● What is expected:
Copy each of the records below word for word, leaving out any pictures.

>> Begin Provided records

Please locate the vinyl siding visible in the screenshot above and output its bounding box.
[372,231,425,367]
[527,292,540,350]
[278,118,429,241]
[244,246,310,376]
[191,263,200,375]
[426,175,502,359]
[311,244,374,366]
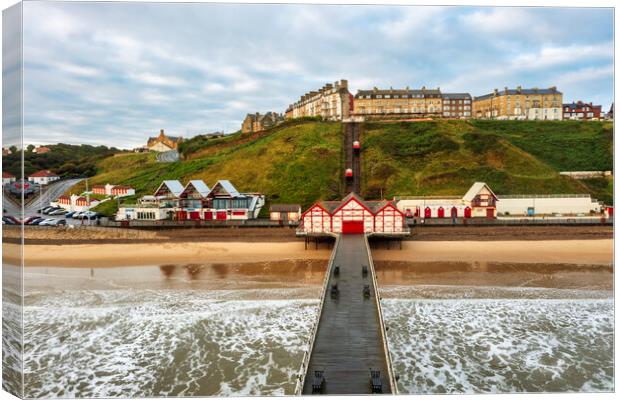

>> End Provided records

● Output of the exercise:
Please locate the vinyl siding visible in the screenshot above and output its bounding box.
[372,231,425,367]
[527,292,540,350]
[278,118,429,241]
[244,246,310,376]
[191,263,200,375]
[426,175,502,359]
[311,244,374,366]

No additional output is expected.